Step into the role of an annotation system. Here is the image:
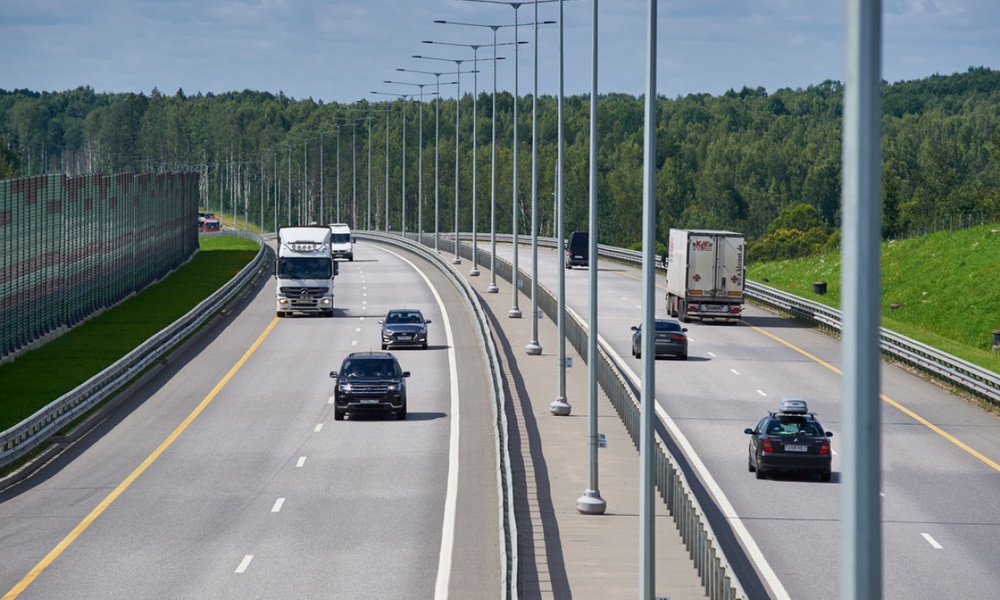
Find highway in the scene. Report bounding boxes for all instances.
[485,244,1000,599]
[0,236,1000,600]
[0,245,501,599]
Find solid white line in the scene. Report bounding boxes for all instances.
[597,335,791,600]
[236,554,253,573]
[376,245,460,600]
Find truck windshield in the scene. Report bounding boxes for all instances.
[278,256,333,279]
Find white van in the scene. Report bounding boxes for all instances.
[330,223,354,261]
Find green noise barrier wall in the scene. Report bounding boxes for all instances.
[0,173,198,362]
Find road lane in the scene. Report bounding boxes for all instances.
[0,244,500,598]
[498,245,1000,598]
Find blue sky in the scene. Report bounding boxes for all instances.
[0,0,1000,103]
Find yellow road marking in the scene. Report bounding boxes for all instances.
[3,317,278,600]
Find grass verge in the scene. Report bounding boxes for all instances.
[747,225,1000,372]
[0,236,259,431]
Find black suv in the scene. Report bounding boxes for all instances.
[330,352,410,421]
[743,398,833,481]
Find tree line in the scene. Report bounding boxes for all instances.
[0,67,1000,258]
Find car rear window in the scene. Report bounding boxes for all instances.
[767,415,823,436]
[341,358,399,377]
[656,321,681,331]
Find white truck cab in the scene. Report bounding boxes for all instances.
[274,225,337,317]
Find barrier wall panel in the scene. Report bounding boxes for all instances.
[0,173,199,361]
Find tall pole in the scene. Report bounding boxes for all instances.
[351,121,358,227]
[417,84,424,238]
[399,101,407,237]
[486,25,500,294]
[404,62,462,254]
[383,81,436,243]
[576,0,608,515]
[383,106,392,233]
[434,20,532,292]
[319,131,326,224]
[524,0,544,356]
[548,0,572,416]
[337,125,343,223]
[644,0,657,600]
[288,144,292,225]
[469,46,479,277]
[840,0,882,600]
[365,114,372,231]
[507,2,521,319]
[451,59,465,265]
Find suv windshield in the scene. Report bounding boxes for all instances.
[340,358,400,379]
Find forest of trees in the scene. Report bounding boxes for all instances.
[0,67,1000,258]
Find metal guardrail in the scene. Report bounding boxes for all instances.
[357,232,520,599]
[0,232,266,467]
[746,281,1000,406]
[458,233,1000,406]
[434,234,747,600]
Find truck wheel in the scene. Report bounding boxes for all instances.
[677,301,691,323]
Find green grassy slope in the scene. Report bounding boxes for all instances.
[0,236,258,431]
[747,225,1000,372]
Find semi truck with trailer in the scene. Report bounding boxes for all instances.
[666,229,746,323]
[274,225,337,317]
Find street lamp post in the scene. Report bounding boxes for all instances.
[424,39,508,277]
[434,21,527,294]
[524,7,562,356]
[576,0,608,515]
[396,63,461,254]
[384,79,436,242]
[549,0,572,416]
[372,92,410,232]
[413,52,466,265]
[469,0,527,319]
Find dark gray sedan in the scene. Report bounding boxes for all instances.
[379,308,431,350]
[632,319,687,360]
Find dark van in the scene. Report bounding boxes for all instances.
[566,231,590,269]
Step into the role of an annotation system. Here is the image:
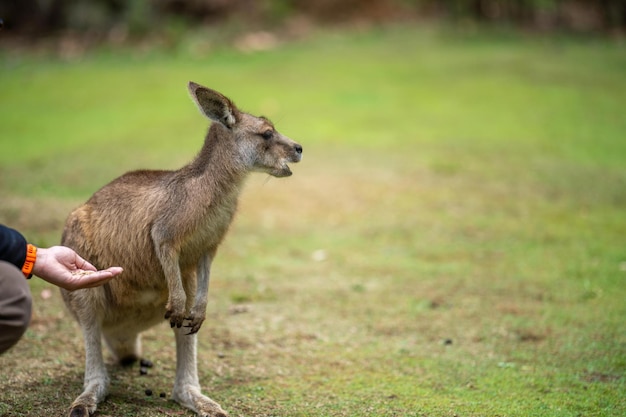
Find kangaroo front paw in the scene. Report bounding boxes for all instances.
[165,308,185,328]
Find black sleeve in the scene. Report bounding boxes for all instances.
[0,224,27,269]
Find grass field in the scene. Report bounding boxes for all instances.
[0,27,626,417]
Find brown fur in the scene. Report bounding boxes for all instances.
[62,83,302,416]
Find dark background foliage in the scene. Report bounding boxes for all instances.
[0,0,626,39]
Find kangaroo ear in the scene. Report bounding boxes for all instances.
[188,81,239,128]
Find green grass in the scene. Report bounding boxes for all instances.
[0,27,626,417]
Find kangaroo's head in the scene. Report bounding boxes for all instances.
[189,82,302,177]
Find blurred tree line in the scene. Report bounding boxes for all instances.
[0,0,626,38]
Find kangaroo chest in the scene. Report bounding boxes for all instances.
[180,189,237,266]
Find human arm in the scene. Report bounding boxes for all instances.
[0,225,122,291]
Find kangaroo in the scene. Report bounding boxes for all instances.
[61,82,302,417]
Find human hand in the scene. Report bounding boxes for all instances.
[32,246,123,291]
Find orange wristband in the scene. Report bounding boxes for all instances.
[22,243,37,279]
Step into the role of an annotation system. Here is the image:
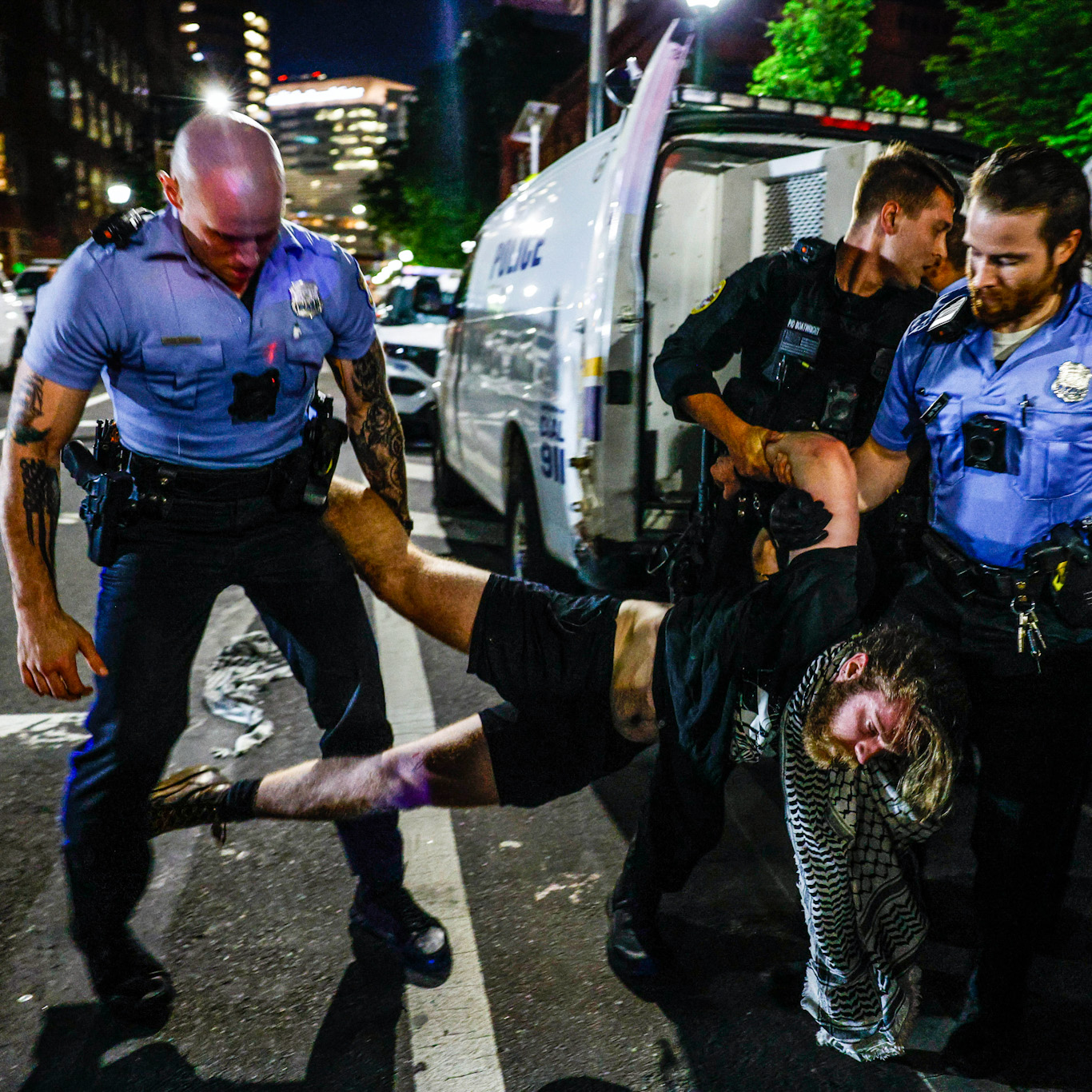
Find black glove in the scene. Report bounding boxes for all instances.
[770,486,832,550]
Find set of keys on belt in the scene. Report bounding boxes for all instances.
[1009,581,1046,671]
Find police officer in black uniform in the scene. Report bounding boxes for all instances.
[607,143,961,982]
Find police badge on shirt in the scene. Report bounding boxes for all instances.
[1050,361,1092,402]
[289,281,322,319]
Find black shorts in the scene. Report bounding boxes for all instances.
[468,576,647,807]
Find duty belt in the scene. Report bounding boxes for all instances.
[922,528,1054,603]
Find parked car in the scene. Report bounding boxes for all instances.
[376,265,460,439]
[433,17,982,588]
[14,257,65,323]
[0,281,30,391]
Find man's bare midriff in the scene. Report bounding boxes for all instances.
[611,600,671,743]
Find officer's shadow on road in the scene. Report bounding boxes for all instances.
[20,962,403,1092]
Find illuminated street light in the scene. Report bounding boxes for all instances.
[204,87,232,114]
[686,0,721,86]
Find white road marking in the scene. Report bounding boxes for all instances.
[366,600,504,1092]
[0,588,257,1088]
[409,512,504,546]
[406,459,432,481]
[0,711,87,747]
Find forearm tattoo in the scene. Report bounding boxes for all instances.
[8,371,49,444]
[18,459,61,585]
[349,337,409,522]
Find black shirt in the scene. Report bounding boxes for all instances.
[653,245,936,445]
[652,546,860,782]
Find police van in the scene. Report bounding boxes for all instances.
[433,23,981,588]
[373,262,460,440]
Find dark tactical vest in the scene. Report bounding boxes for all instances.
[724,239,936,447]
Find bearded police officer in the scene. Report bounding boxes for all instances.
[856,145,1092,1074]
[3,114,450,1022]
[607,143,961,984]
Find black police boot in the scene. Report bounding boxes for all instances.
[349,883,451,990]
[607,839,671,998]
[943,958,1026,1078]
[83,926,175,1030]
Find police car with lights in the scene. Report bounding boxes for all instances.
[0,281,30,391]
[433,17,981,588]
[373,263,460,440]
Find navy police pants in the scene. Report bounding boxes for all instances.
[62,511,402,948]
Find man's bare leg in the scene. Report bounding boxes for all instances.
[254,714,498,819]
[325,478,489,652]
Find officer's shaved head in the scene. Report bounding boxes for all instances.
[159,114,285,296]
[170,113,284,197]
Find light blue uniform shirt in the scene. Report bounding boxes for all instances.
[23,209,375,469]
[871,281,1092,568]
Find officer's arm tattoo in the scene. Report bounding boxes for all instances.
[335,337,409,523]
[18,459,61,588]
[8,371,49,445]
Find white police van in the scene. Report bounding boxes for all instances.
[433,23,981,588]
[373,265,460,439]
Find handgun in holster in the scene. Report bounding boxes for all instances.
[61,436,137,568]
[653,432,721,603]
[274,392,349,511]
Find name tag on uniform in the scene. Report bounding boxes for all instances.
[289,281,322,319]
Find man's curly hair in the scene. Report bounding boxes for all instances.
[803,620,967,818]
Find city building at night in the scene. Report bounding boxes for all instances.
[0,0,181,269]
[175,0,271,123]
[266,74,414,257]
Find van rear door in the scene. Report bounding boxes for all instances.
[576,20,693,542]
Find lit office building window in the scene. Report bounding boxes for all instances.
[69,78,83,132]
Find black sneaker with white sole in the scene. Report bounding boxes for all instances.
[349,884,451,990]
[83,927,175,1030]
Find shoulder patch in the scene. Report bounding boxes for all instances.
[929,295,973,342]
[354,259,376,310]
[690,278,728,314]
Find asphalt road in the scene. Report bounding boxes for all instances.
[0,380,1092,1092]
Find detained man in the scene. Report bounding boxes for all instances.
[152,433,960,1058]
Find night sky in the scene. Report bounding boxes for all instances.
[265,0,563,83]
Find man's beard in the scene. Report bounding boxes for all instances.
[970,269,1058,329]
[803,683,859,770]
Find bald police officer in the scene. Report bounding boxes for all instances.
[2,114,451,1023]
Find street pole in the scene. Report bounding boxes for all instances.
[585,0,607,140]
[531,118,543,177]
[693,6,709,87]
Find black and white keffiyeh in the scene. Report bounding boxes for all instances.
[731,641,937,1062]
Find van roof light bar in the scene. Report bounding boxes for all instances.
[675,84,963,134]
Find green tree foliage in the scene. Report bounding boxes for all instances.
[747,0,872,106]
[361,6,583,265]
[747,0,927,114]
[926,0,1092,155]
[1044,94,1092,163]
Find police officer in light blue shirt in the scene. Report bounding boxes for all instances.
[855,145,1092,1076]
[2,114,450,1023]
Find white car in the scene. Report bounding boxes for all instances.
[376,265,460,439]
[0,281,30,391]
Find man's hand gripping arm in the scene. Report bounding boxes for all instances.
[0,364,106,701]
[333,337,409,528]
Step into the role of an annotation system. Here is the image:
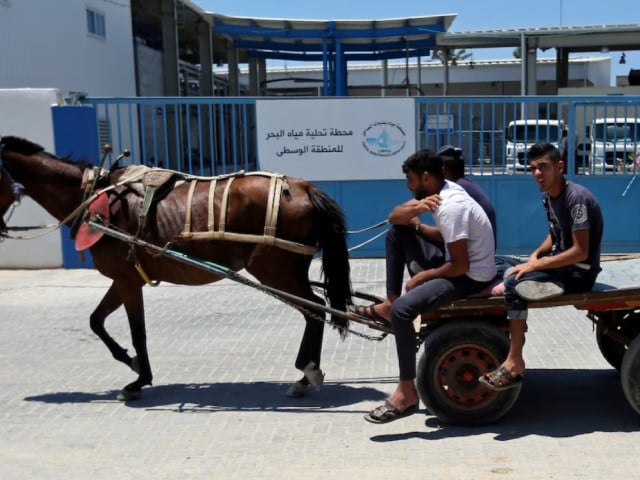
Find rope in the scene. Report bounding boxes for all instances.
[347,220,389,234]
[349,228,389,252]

[WHAT THE TASK REQUIRES]
Could you give again everything in the listing from the line containing "Find orange wristband" down to the line containing "[607,143,961,982]", word for word and with both of those lines included, but without the pictures?

[WORKED ANSWER]
Find orange wristband in the scene. Report bounding boxes for all instances.
[22,243,37,279]
Step into the role of an annotation system. Here is the image:
Find black glove in the scene. Report bounding boxes for all instances.
[770,486,832,550]
Find set of keys on belt in the scene. Report bounding boxes for all instances.
[1009,581,1046,671]
Find police officer in black uniform in the scene. Report bounding boxes for all instances.
[607,143,961,982]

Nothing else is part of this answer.